▸ The exercise:
Rewrite the rows below as a numbered list, leaving out any blank lines.

Rows from an object pointing dataset:
╔══

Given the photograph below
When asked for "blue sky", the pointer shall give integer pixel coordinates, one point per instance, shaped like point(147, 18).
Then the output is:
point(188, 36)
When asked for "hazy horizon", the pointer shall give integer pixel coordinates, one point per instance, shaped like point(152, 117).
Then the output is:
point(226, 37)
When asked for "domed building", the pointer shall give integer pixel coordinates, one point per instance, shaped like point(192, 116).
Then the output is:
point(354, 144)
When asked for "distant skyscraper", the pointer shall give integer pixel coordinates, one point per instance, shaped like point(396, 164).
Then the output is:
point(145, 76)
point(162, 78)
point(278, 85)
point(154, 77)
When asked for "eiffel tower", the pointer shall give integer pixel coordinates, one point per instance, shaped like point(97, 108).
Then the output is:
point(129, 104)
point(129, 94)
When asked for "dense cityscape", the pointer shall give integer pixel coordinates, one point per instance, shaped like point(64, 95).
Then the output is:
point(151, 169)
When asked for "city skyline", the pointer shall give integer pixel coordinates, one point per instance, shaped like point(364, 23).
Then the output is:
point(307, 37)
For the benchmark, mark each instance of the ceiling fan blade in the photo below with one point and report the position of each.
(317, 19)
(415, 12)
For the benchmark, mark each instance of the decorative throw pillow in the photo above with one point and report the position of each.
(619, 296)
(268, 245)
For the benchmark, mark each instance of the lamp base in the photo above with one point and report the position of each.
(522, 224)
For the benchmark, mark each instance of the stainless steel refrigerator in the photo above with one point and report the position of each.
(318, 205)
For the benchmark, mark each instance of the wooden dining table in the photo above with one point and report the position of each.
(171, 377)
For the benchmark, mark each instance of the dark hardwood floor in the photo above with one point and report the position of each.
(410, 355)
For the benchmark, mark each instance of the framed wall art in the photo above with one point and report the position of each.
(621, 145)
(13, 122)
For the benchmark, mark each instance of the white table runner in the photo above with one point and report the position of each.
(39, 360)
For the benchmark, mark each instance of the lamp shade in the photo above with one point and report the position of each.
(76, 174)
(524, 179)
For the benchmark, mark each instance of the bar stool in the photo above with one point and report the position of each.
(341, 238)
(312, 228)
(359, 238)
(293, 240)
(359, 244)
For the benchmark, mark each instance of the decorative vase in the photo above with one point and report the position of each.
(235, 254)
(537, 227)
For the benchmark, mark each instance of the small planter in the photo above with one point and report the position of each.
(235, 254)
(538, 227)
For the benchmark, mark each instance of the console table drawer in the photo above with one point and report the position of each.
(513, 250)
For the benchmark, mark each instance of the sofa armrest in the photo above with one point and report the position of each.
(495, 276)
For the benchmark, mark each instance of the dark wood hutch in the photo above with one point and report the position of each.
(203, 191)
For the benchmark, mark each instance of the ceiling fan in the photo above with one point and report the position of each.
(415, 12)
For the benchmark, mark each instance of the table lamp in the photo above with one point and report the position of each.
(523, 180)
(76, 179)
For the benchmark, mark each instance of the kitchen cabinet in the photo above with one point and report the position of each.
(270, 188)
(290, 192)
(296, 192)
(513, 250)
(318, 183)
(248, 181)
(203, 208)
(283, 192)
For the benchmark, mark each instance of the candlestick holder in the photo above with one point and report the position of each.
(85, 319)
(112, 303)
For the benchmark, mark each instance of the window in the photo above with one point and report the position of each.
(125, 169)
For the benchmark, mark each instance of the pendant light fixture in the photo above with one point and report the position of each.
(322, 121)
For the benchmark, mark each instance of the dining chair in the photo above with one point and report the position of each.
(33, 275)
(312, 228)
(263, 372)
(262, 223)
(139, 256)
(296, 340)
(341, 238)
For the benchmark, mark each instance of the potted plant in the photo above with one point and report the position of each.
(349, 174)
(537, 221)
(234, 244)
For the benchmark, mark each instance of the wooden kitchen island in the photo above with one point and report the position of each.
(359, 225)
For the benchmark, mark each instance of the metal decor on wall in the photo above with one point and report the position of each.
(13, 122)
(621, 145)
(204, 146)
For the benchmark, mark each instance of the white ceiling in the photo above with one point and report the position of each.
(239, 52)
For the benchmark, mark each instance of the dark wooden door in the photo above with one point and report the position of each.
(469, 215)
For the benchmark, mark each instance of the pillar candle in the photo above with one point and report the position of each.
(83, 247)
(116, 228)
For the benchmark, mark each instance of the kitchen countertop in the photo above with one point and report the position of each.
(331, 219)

╚══

▸ Result of this exercise:
1. Given the photograph below
2. When asked for "blue sky", the pointer shall give integer pixel coordinates, one point per instance, shaped like point(147, 18).
3. Then the output is:
4. point(188, 36)
5. When asked for "hazy horizon", the pointer shall give integer pixel coordinates, one point per instance, shaped like point(152, 117).
6. Then the output is:
7. point(226, 37)
8. When asked for "domed building", the pointer shall give integer pixel coordinates, one point per instance, shaped like point(192, 116).
9. Then the output is:
10. point(354, 144)
11. When asked for "distant skyscraper", the pointer shall give integer pixel coordinates, one point per instance, shaped like point(396, 164).
12. Then the output is:
13. point(145, 76)
14. point(162, 78)
15. point(278, 85)
16. point(154, 77)
17. When asked for "eiffel tower", the pointer shall give integer pixel coordinates, one point per instance, shaped like point(97, 108).
18. Then the output is:
19. point(129, 104)
20. point(129, 94)
21. When asked for "dense cityscape", the pointer shall give integer pixel coordinates, one point per instance, shaped like point(64, 95).
22. Then the output is:
23. point(151, 169)
24. When asked for "city skyline", the pointer shall give integer pixel coordinates, one point per instance, shaped like point(364, 23).
25. Then the output is:
26. point(307, 37)
27. For the benchmark, mark each instance of the ceiling fan blade in the photo below with one point and report the position of each.
28. (317, 19)
29. (415, 12)
30. For the benchmark, mark each instance of the decorative throw pillow in the photo above with one point and report the position of each.
31. (619, 296)
32. (268, 245)
33. For the benchmark, mark each instance of the lamp base in the photo above with one point and report the position of each.
34. (522, 224)
35. For the benchmark, mark each instance of the stainless steel refrigerator in the photo above with one point and report the position of each.
36. (318, 205)
37. For the benchmark, mark each instance of the wooden dining table in the photo above with one point and report the position of each.
38. (171, 377)
39. For the benchmark, mark each instance of the dark hardwood floor in the photo above with one point and report the position of each.
40. (410, 355)
41. For the benchmark, mark each instance of the framed wall art in the photo above with one point and report the position of each.
42. (621, 145)
43. (13, 122)
44. For the benchmark, mark each instance of the white table runner in the photo above with one point and report the position of each.
45. (39, 360)
46. For the benchmark, mark each instance of the lamp shade in the photo above with one point and report the position of each.
47. (76, 174)
48. (524, 179)
49. For the benchmark, mark each instance of the bar stool in the photo above with one point and report the position of each.
50. (341, 238)
51. (312, 228)
52. (359, 238)
53. (293, 240)
54. (359, 244)
55. For the benchmark, mark each instance of the decorative vase in the photo above with one point and report the position of each.
56. (235, 254)
57. (537, 227)
58. For the benchmark, mark each instance of the small planter in the photo above with one point and report the position of each.
59. (235, 254)
60. (538, 227)
61. For the benchmark, mark each instance of the console table drawer in the photo above with one point and report the position of each.
62. (513, 250)
63. For the benchmark, mark each instance of the sofa armrest in the photo above with one point and report the position of each.
64. (495, 276)
65. For the benchmark, mark each instance of the dark wood hutch in the photo above with one point and report the position of each.
66. (203, 191)
67. For the benchmark, mark each instance of the ceiling fan in the photo above with one point and report the position of each.
68. (415, 12)
69. For the benchmark, mark each instance of the table lamp in the photo above with one point and report the position of each.
70. (523, 180)
71. (76, 179)
72. For the benchmark, mark each instance of the kitchen cabinet in the photo above with one point and report the position of each.
73. (270, 188)
74. (290, 192)
75. (296, 192)
76. (513, 250)
77. (318, 183)
78. (248, 181)
79. (203, 208)
80. (283, 192)
81. For the benchmark, mark each instance of the candlestick holder in the photo above with one point and report the position of each.
82. (85, 319)
83. (112, 303)
84. For the benchmark, mark each instance of the window in the photo above with one point and report the position of each.
85. (125, 169)
86. For the benchmark, mark each instance of the pendant light fixture in the photo above with one point and report the position of each.
87. (322, 121)
88. For the benchmark, mark each instance of the dining chair in the photo above with one point and report the position of each.
89. (33, 275)
90. (312, 228)
91. (263, 372)
92. (262, 223)
93. (139, 256)
94. (296, 340)
95. (341, 238)
96. For the benchmark, mark each instance of the potted plant in the photo above with one point and report the position of each.
97. (349, 174)
98. (537, 221)
99. (234, 244)
100. For the benchmark, mark each instance of the wooden kitchen island in the photo above with one point and report the position of each.
101. (359, 225)
102. For the benchmark, mark each instance of the metal decor on wall in the photo above with one point and report the position of each.
103. (13, 122)
104. (621, 145)
105. (204, 146)
106. For the benchmark, mark each instance of the white ceiling in the photo above with one point and report the position of each.
107. (239, 52)
108. For the benchmark, mark each instance of the dark wooden door in the photo above with one point and report the position of each.
109. (469, 215)
110. For the benchmark, mark each instance of the pillar candle in the photo above with one point and report the position of each.
111. (83, 247)
112. (116, 228)
113. For the benchmark, mark each instance of the kitchen countertop in the photo above with one point and report the position of each.
114. (331, 219)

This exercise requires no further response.